◆ Task requirements:
Every line of the entries that holds the word "helmet" is to be copied.

Extracted records:
※ ※ ※

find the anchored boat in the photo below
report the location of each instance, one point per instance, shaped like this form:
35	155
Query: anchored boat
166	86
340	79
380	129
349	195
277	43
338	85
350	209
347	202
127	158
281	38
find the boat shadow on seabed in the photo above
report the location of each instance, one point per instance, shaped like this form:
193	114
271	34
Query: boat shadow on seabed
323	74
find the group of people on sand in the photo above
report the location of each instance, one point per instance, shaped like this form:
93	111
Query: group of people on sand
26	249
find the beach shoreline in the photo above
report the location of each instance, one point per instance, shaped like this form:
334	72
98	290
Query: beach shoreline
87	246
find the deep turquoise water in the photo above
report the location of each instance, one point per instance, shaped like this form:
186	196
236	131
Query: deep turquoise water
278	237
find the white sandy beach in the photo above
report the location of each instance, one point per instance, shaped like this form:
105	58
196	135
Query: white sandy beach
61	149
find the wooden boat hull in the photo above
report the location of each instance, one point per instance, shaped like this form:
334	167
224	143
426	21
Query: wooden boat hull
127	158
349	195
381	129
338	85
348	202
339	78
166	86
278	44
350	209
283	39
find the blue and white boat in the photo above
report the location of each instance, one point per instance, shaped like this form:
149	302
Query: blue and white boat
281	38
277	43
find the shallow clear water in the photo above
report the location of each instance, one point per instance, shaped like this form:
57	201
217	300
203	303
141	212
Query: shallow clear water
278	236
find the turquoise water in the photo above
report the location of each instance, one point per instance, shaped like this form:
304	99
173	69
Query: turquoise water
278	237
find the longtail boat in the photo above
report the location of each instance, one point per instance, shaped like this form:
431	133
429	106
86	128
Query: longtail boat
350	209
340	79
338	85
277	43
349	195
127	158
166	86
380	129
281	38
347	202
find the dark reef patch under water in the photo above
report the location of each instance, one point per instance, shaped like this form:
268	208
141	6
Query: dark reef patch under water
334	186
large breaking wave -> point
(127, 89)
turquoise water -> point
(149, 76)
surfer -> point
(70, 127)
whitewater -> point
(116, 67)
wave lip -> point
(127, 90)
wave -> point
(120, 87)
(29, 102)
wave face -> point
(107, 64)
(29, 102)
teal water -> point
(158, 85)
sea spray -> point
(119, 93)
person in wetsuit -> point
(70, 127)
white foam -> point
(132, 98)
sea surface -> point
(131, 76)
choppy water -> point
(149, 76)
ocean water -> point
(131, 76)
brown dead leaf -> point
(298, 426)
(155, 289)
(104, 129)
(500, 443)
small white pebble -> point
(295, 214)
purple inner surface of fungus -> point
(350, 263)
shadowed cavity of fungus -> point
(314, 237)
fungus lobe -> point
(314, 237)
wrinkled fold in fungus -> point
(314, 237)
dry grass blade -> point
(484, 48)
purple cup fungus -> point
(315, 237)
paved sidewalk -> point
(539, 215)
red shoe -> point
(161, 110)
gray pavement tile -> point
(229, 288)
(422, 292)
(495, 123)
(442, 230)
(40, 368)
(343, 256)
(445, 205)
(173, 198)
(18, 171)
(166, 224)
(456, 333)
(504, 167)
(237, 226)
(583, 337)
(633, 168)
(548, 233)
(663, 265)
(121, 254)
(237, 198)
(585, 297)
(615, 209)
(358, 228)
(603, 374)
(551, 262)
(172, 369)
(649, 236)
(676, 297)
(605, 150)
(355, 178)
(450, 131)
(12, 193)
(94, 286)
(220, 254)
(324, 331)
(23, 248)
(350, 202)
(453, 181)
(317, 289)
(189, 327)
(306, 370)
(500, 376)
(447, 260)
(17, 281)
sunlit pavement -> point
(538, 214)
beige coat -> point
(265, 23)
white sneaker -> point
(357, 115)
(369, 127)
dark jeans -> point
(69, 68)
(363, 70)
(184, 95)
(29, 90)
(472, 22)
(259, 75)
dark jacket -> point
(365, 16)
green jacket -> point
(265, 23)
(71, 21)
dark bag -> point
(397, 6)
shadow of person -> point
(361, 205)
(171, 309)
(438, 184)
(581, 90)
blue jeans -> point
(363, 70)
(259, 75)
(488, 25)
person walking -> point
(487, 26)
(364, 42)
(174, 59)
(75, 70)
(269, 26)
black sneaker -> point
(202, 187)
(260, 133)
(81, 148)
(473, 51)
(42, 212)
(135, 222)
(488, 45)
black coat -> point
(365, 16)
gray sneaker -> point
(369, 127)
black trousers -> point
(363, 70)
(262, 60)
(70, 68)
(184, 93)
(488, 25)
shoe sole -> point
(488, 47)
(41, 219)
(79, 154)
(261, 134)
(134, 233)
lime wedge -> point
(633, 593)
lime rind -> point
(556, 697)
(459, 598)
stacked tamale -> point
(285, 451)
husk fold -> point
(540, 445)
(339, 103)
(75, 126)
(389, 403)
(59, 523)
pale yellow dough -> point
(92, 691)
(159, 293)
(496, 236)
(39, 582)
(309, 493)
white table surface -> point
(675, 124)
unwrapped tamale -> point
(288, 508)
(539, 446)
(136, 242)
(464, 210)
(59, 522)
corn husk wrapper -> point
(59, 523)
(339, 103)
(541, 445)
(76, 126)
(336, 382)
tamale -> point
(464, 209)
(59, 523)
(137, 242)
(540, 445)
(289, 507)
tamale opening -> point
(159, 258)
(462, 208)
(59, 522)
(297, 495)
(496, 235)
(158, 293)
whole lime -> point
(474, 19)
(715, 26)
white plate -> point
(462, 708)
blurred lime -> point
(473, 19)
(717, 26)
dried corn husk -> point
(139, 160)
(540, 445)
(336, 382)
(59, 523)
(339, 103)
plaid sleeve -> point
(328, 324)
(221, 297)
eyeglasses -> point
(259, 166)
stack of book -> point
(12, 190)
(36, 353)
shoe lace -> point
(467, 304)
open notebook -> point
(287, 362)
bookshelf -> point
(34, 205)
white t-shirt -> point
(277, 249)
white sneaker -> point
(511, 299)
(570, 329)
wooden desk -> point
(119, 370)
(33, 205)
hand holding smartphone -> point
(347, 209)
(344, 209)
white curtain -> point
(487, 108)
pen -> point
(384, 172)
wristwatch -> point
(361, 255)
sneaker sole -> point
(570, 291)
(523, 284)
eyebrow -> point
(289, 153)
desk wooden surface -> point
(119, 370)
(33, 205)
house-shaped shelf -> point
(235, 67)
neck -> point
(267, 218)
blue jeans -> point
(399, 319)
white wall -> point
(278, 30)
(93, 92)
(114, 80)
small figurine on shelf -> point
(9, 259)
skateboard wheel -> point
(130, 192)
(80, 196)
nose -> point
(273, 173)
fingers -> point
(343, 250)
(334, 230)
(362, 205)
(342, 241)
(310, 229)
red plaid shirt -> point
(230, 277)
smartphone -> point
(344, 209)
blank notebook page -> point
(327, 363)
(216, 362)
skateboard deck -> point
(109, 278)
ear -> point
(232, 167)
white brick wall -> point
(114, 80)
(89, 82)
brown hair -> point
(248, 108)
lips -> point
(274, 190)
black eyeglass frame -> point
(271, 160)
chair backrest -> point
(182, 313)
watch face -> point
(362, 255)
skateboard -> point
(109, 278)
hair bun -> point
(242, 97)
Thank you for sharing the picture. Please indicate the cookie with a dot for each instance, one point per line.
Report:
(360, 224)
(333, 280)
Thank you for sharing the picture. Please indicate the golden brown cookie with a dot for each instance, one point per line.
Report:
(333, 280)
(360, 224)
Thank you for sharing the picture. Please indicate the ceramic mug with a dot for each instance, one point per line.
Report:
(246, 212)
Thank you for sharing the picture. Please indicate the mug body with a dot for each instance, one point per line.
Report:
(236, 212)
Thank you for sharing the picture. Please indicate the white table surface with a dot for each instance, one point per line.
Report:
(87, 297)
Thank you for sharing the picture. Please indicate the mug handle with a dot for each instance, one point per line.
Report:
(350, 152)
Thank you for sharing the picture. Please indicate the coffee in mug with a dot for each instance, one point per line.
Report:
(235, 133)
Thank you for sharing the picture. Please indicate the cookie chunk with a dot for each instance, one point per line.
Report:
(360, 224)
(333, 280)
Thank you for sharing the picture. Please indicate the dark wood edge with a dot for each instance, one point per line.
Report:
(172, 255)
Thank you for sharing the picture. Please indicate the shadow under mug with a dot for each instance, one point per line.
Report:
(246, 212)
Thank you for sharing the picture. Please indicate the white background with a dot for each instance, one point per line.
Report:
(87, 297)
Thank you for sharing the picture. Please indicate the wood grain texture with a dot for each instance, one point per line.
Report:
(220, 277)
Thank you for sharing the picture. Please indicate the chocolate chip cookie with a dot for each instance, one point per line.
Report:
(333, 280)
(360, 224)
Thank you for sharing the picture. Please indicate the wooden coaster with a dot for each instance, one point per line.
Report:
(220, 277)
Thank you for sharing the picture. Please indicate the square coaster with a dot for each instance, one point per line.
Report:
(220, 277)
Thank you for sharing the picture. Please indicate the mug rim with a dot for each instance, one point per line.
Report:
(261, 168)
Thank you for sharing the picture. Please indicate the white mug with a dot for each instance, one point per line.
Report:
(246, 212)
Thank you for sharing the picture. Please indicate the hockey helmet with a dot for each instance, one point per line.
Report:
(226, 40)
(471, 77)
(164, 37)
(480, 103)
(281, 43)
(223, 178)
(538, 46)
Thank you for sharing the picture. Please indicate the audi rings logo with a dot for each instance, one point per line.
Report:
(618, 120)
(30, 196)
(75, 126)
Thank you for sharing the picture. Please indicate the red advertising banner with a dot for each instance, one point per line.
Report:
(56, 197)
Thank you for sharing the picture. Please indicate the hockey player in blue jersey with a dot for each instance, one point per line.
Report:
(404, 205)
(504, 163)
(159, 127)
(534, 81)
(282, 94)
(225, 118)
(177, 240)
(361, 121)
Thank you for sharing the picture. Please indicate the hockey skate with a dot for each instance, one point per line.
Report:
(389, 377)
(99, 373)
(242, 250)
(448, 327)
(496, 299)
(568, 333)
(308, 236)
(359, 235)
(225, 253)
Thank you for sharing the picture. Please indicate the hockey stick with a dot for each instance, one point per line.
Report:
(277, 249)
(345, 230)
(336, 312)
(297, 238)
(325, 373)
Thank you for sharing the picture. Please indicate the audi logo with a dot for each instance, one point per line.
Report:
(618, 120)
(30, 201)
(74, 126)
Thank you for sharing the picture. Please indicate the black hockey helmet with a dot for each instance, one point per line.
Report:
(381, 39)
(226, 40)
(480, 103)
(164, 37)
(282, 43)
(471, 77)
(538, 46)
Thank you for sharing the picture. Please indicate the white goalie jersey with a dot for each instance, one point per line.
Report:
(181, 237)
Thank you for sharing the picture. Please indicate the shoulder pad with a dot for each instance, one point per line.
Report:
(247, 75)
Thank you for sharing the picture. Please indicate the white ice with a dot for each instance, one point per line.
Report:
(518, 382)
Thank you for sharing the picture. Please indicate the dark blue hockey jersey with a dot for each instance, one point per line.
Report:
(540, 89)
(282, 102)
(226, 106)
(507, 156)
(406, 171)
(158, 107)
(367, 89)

※ ※ ※

◆ Solved exercise:
Thank you for sharing the picture. Please indicate the hockey helmet with a dot for each instance, one point per line.
Thank you for sharing the picture. Please indicate the black hockey helmet with a dot for each instance, one point per line.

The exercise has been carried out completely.